(Excerpt to read Opens)
Biography
Professor Paul Neeson completed a PhD at the University of Melbourne (Pathology), before doing a post-doc in the Paterson lab (University of Pennsylvania) where he worked on B-cell lymphoma vaccines. He returned to Melbourne and established the human immunology translational lab (HITRL) in Cancer Immunology Research at the Peter MacCallum Cancer Centre. The lab’s original focus was in haematological cancers, examining responses to novel immunotherapy combinations. Along with the increasing clinical interest in Immuno-Oncology, his lab now also examines the immune context of solid tumours and patient responses to checkpoint inhibitor or chimeric antigen receptor T cell therapy.
Recent immunotherapy trials have shown dramatic responses in patients with a wide range of cancer sub-types. However, predicting which patients will respond to immunotherapy, and what type of immunotherapy is appropriate has proven difficult. To address these issues, we have developed a range of technologies to explore the immune context of human cancer including multiplex immuno-histochemistry, immune gene expression profile and immune signal network analysis on primary or metastatic tumour FFPE sections. We have also developed a TIL (tumour-infiltrating lymphocyte) program to explore the immune context by mass cytometry in fresh tumour samples.
(Excerpt to read Closes)
(Dataset extract Opens)
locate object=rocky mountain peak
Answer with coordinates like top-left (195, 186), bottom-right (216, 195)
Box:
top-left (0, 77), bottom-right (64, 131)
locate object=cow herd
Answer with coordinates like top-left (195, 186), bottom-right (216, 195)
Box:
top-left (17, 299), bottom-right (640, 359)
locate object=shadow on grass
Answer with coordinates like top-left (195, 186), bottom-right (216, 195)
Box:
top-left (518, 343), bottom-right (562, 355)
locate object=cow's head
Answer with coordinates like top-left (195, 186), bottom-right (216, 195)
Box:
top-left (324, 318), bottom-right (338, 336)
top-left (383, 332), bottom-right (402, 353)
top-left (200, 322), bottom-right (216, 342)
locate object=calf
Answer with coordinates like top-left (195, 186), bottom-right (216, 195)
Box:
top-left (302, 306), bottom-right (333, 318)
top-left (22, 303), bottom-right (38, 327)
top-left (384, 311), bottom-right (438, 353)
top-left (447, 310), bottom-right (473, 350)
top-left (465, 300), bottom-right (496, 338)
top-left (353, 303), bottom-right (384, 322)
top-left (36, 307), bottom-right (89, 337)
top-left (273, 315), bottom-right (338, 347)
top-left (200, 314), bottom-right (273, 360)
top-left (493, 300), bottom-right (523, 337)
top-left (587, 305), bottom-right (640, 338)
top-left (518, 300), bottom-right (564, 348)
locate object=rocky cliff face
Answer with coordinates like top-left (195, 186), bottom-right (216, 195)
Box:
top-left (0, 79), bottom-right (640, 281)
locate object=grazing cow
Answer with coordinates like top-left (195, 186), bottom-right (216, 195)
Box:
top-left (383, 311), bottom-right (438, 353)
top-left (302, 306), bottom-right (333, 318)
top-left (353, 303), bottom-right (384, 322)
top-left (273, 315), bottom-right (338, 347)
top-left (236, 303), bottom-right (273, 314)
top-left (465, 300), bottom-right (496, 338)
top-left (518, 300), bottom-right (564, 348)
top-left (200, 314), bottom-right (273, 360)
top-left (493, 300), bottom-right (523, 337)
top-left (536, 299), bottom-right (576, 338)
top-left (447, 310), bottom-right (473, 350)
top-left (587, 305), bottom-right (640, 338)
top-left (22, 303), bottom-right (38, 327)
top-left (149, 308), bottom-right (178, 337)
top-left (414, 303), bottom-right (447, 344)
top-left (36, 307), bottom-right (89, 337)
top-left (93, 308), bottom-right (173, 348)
(Dataset extract Closes)
> [Parts of the exercise]
A - According to the biography, what did Paul Neeson work on during his post-doc in the Paterson lab?
B - Sum up the biography in two sentences.
Rely only on the biography to answer.

> [Exercise solutions]
A - B-cell lymphoma vaccines.

B - Paul Neeson earned a PhD at the University of Melbourne and did a post-doc at the University of Pennsylvania, then founded the human immunology translational lab at the Peter MacCallum Cancer Centre, which first studied blood cancers and now also looks at solid tumours and patient responses to checkpoint inhibitor or CAR T cell therapy. Because it has been hard to predict which patients will respond to immunotherapy and which kind suits them, the lab has developed tools such as multiplex immuno-histochemistry, immune gene expression profiling, and a TIL program using mass cytometry to explore the immune context of cancers.